• Samantha Pellegrino

    Writer (of many kinds)

  • I am an aspiring fantasy writer with a PhD in medieval Islamic alchemy who works as a development writer for museums.

    Off the written word, I can be found reading boardbooks to my infant son, bouldering, scuba diving, knitting sweaters, baking cake, eating cake for breakfast, studying Catalan and dialectical Arabic, practicing the clawhammer banjo, and playing all sorts of tabletop roleplaying games.

    I live on the shores of Lake Michigan with my spouse, our small child, a keeshond, and two very shy cats.

  • Writing

    Fiction

    I try to bring not only my knowledge of medieval Arabic magic, literature, and history into my fiction and worldbuilding, but also my experiences living in Morocco and Jordan, my Sicilian-Greek heritage, and my exploration of minoritized languages of the Mediterranean. My worldbuilding has a distinctive quality as a result, including quiet but firm political undercurrents influenced by contemporary Mediterranean and Middle Eastern issues. I love translation/translation studies and adaptations: often my writing projects begin with the desire to take a story I love in one form–whether that is a medium, a language, or a cultural environment–and to see how it changes when I modify it to inhabit another.

* DIRECTIVE 1
Reproduce the rows below verbatim, everything from the line containing "Sports replay analysis: pinpoint the chunky" down to the line containing "(1232, 0), (1344, 892)", with both of those lines included.

* STORED RECORDS
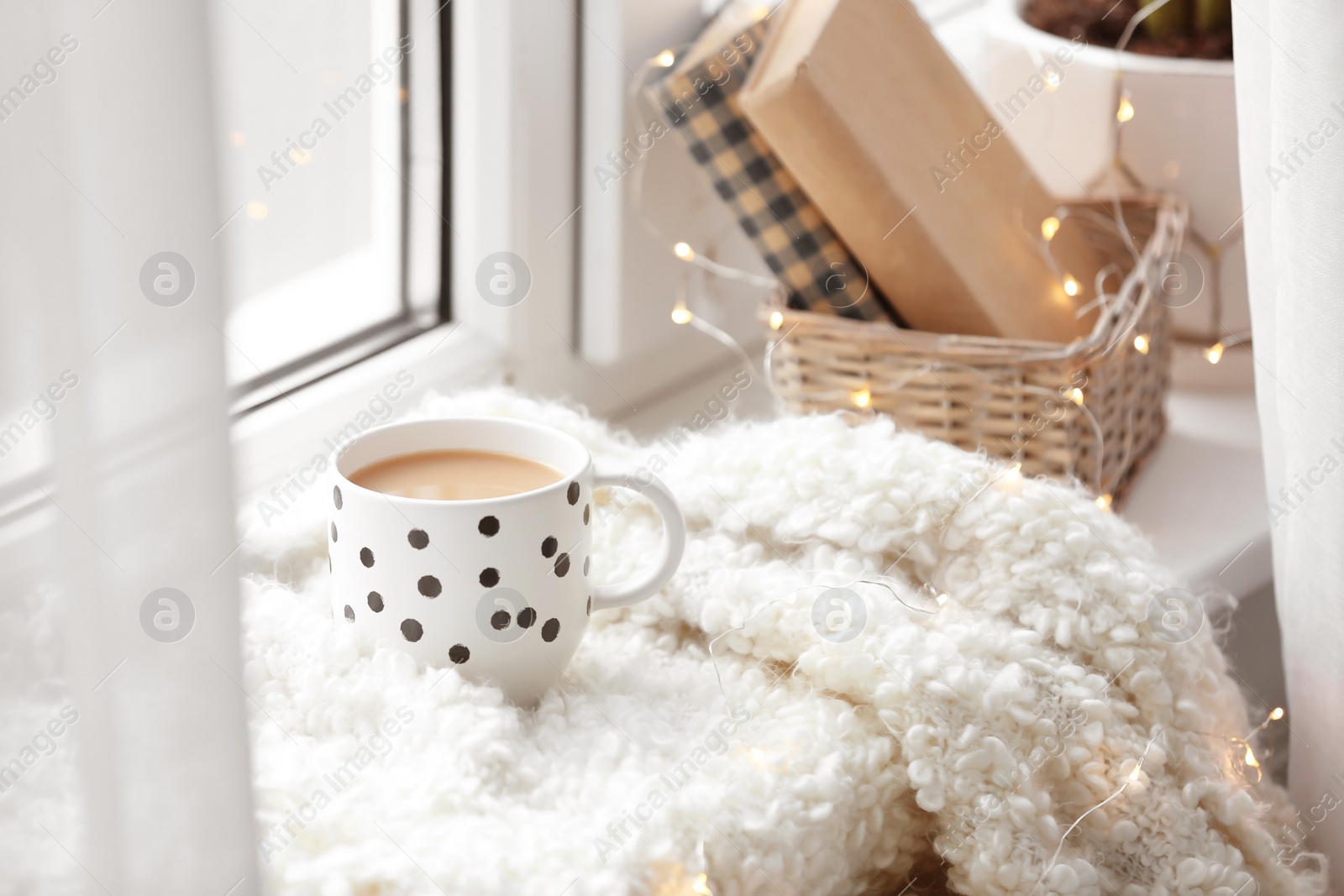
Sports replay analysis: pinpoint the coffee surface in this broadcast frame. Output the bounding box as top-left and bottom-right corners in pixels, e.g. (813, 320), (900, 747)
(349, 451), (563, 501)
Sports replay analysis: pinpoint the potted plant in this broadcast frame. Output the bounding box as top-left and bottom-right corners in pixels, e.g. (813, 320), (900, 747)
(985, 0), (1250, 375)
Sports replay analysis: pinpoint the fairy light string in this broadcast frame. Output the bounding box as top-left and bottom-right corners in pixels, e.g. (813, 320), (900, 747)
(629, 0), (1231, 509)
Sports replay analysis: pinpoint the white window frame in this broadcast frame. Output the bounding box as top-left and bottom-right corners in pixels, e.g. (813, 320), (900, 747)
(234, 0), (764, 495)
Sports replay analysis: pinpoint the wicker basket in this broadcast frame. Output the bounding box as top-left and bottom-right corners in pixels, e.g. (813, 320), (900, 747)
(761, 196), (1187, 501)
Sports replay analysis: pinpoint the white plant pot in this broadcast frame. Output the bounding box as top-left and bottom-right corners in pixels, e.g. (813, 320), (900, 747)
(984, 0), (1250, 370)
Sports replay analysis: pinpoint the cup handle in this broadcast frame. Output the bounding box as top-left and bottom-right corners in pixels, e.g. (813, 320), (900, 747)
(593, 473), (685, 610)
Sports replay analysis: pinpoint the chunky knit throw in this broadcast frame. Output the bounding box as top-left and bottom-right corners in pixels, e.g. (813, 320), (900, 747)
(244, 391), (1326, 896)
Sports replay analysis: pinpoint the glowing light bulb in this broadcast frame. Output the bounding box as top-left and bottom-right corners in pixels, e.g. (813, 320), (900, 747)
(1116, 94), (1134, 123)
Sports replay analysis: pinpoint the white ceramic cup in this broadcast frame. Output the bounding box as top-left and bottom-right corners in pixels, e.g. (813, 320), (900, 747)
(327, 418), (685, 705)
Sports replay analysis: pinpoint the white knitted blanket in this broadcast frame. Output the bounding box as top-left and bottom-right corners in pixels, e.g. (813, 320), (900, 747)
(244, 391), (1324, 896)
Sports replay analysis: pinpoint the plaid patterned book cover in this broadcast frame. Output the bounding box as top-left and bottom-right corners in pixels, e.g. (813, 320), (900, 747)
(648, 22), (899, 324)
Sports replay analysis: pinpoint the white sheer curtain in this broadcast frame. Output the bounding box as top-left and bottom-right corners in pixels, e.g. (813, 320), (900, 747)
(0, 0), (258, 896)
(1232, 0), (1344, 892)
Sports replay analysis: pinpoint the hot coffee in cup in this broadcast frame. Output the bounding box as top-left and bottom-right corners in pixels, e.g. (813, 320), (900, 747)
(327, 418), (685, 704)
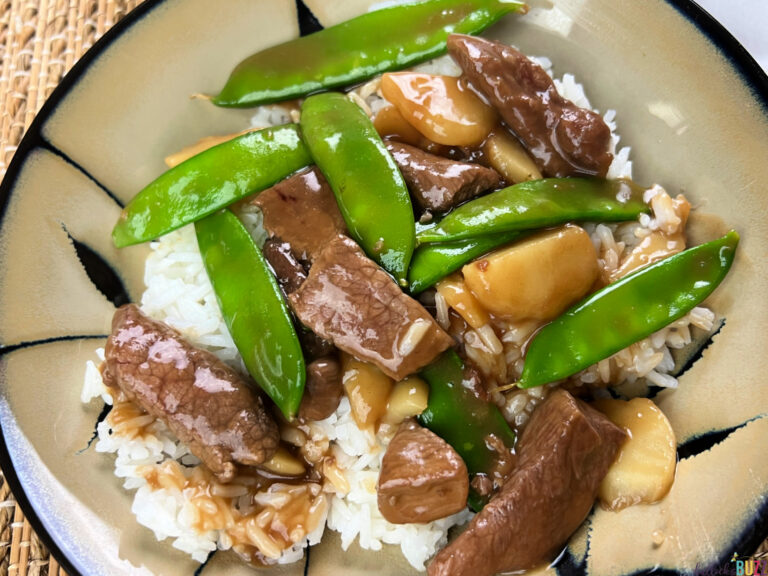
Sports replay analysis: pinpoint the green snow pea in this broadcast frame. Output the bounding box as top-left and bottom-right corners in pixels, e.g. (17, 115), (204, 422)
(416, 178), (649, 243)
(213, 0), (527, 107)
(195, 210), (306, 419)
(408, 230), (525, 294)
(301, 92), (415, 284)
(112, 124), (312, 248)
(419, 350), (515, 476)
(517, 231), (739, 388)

---

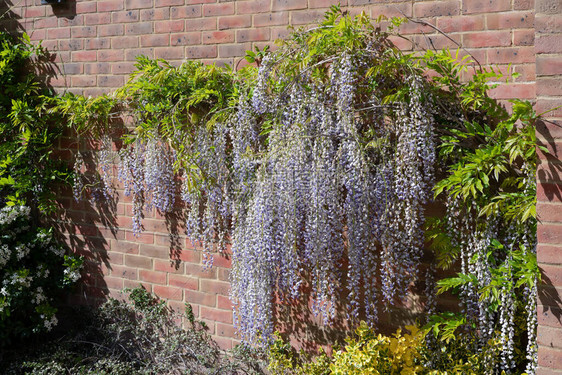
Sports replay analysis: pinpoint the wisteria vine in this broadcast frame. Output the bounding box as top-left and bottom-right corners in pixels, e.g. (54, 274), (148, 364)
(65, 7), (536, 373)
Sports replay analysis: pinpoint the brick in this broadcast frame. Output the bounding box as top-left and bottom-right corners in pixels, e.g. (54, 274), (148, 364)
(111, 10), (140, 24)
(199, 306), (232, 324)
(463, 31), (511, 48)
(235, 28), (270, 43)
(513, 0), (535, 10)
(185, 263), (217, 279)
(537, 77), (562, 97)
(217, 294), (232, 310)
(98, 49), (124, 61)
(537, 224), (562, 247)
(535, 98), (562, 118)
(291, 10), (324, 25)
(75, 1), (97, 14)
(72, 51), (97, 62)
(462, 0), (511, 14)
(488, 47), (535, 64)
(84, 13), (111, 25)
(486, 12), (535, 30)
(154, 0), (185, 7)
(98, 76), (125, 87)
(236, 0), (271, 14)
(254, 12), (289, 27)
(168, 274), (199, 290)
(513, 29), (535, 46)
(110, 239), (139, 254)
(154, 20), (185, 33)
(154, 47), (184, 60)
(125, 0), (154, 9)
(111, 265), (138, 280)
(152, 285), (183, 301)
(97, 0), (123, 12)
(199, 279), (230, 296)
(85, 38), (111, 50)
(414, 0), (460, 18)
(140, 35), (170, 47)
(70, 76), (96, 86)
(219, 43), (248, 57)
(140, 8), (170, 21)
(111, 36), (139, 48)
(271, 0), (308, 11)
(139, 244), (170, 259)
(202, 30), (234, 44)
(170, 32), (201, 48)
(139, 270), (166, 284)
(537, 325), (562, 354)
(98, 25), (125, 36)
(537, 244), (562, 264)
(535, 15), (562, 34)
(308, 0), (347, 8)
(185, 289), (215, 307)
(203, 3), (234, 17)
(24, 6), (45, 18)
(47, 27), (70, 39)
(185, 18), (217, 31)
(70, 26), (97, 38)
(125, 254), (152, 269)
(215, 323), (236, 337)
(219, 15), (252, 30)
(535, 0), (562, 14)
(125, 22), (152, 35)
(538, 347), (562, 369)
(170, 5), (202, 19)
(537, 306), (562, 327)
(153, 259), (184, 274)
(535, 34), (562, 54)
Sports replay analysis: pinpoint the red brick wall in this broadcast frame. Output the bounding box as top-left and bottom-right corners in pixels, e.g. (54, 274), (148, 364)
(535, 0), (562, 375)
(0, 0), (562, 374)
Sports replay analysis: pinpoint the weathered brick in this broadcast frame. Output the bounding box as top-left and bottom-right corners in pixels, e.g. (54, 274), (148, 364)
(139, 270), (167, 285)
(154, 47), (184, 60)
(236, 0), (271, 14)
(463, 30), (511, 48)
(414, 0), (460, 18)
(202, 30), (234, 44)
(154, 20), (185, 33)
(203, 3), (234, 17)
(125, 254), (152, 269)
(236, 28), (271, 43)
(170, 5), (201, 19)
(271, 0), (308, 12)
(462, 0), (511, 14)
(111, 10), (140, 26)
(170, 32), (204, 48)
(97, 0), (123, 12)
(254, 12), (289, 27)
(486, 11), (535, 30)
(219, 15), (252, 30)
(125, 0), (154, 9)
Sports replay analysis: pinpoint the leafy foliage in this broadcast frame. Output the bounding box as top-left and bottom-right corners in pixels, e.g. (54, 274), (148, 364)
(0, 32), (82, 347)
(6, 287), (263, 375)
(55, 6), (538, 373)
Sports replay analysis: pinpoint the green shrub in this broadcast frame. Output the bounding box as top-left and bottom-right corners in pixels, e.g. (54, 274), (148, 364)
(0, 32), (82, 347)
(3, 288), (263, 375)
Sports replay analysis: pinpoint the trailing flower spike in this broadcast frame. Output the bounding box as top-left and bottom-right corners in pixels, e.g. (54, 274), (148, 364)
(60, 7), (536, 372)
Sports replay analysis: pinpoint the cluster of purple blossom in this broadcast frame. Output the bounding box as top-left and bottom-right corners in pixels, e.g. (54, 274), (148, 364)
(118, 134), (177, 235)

--

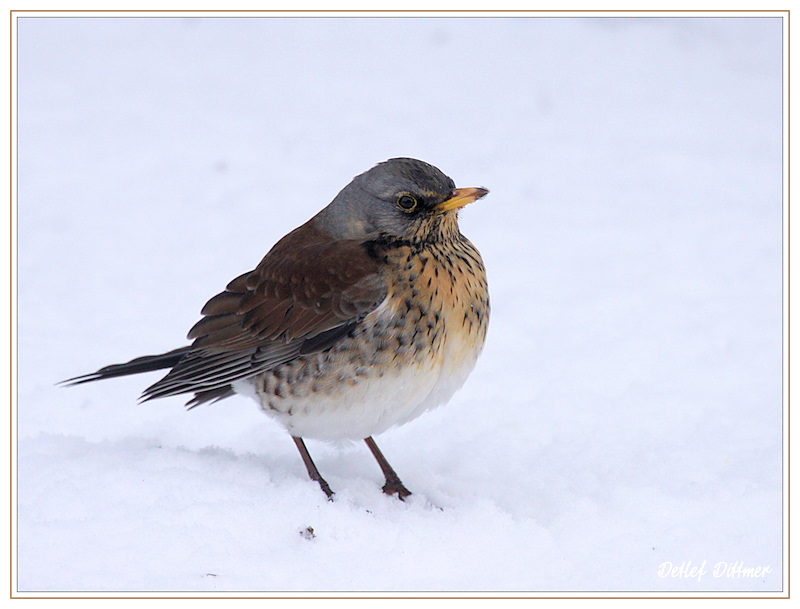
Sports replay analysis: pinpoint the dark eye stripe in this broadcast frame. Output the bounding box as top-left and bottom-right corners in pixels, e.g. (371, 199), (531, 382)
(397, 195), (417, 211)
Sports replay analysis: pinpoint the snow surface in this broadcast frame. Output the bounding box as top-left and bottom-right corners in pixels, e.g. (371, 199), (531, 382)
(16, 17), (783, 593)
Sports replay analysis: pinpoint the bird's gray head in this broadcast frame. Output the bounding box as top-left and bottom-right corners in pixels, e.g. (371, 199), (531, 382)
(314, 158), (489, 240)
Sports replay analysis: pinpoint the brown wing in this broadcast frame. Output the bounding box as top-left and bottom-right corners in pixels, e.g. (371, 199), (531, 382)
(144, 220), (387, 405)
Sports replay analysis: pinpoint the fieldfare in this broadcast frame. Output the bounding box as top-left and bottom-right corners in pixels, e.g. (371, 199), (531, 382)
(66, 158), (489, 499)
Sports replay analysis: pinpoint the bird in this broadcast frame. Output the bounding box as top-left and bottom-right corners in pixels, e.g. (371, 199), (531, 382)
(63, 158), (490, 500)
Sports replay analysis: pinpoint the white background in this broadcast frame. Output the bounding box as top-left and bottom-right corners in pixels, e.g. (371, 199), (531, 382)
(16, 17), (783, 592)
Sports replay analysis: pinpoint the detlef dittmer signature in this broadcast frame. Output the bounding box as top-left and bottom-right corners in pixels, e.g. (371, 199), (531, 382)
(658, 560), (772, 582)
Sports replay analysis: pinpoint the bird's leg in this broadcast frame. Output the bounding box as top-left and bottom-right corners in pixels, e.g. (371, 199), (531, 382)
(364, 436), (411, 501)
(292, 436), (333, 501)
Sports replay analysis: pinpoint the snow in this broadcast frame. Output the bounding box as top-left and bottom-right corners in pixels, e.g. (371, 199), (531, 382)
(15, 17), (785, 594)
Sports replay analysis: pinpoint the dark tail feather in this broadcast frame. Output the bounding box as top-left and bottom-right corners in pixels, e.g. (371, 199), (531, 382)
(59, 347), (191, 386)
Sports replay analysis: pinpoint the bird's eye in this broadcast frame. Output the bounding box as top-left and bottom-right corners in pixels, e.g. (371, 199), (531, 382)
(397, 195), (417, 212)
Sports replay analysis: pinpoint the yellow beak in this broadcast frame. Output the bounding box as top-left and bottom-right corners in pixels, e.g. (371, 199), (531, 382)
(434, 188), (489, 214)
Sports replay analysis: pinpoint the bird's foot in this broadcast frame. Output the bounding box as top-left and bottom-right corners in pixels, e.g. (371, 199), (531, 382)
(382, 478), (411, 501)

* DIRECTIVE 2
According to the writer's profile above, in what field does the writer hold a PhD?

* COMPLETE ANSWER 1
Sports replay analysis: pinpoint the chunky knit throw in this broadcast frame. Output the bounding box as top-left and bottom-right corners in pixels, e.g. (813, 320), (900, 747)
(244, 391), (1326, 896)
Sports replay analysis: pinpoint the glowing light bulb in this broadcast frame. Output the bounding box as top-left and bottom-right corners in pixels, e.g. (813, 320), (900, 747)
(1116, 94), (1134, 123)
Sports replay analysis: pinpoint the white ceramic cup in this broadcast frame. Output the bounding box as top-left and bottom-right corners in pixels, e.g. (813, 320), (900, 747)
(327, 418), (685, 705)
Sports replay analysis: pinpoint the white knitted blanket in this broadcast frame. Output the bounding box as top-left and bottom-right corners in pixels, e.g. (813, 320), (900, 747)
(244, 391), (1324, 896)
Sports replay analysis: pinpoint the plaid patterned book cover in this broadcast frame. Output the bounding box as top-left and bottom-right corners in pixels, e.g. (813, 320), (900, 747)
(648, 22), (899, 324)
Sports replay analysis: pinpoint the white sheer curtain in this broadcast frame. Output the bounding box as top-left and bottom-right corners in pixels, e.g. (813, 320), (900, 747)
(0, 0), (258, 896)
(1232, 0), (1344, 892)

* COMPLETE ANSWER 2
Medieval Islamic alchemy.